- DATA FOR THIS EXERCISE:
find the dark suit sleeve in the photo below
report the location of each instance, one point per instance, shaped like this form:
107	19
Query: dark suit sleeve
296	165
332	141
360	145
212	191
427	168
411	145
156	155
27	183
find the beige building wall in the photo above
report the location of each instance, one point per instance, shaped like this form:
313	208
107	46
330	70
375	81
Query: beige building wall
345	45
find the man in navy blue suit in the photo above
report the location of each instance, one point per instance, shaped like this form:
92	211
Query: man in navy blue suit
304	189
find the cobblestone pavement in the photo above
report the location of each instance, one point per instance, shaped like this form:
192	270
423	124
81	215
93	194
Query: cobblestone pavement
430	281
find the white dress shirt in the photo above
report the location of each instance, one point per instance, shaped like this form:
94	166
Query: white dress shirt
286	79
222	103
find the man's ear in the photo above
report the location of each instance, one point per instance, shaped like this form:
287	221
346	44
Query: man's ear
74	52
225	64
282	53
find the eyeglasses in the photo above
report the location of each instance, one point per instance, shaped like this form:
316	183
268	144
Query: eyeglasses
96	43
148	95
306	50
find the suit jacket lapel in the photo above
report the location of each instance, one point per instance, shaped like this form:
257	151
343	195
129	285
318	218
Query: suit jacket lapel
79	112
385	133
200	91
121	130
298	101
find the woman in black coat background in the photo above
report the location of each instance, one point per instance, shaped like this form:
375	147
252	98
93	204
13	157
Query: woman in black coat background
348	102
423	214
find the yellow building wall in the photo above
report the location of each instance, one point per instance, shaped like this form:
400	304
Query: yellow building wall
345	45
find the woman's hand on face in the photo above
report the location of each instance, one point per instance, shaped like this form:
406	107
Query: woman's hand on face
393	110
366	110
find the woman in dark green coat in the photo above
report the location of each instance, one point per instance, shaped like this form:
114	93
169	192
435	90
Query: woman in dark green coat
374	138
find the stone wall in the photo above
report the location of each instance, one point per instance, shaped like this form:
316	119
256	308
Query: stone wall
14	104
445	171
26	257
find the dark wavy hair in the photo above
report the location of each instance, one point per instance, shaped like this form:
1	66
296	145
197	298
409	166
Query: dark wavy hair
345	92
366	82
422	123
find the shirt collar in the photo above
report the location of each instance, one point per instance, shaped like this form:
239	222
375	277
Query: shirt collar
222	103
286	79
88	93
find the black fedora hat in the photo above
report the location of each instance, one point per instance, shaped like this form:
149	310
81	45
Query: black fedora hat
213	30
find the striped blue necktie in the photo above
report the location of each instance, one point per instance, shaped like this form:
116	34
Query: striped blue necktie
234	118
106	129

- ASSIGNMENT:
Everything above, from first entry to last, must be reproduced exactly.

- RESPONSE AREA:
find the dark suit sleeve in the photo below
report the location of each instance, one point per instance, shaped like this form:
107	19
Query: dark suit sleeve
296	165
332	141
360	145
212	191
427	168
411	145
156	155
27	183
find the beige building wall in the photo above
report the location of each instance, one point per instance, shaped like this form:
313	208
107	46
330	70
375	81
Query: beige building wall
345	45
find the man in navy blue suit in the photo above
report the location of each instance, one point per instance, shaped like this form:
92	211
Query: man in navy blue suit
304	189
find the cobblestone pavement in the photo above
report the location of each instance, one point per instance, shaped like this form:
192	270
423	124
81	215
93	194
Query: cobblestone pavement
430	281
find the white dress shirt in the photo above
report the location of each instance, one point per instance, shaped like this form:
94	166
Query: white dress shirt
286	79
222	103
find the man's ear in the photo above
report the location of each instance, one point per instance, shaped like this form:
287	221
346	44
Query: man's ear
74	52
225	64
282	53
find the eyeglasses in the photo above
report the location of each instance, one point per instance, shaped like this form:
316	183
268	144
Query: eyeglasses
96	43
148	95
306	50
find the suit jacket lapel in the photo above
report the location of each instance, one point per instance, shaped like this form:
257	151
343	195
129	285
318	218
Query: suit jacket lapel
79	112
385	133
200	91
121	130
298	101
find the woman in black coat background in the photo above
report the location of each instance, one point per instance, shaped like this form:
375	147
252	98
93	204
13	157
Query: woman in black coat background
348	102
423	214
find the yellow building wall in the photo above
report the location of each instance, one point per instance, shaped like this form:
400	304
Query: yellow building wall
345	45
find the woman's hand on face in the photo above
report the location of each instance, one point per instance, shaped like this form:
406	107
Query: woman's hand on face
393	110
366	110
find the woman in dark green coat in the photo above
report the location of each instance, one point per instance, shaped like this form:
114	93
169	192
435	90
Query: woman in dark green coat
374	138
find the stone wall in the photo above
report the location of each instance, one point per instance, shaped like this form:
316	119
256	308
Query: stone wall
14	104
445	171
26	257
find the dark wavy hair in the photo above
report the location of each instance, one point per instance, shaped like this form:
1	66
296	145
197	298
409	166
Query: dark wavy hair
345	92
366	82
422	123
find the shirt collar in the photo above
report the location of each instance, one point per instance, shaped like this form:
239	222
375	277
Query: shirt collar
222	103
286	79
88	93
find the black fedora hat in the photo above
report the location of each instance, one point per instance, shaped like this form:
149	310
81	45
Query: black fedora hat
213	30
find the striped blue necktie in the photo above
report the location of each instance, one point per instance, shaped like this form:
116	34
Query: striped blue necktie
234	118
106	129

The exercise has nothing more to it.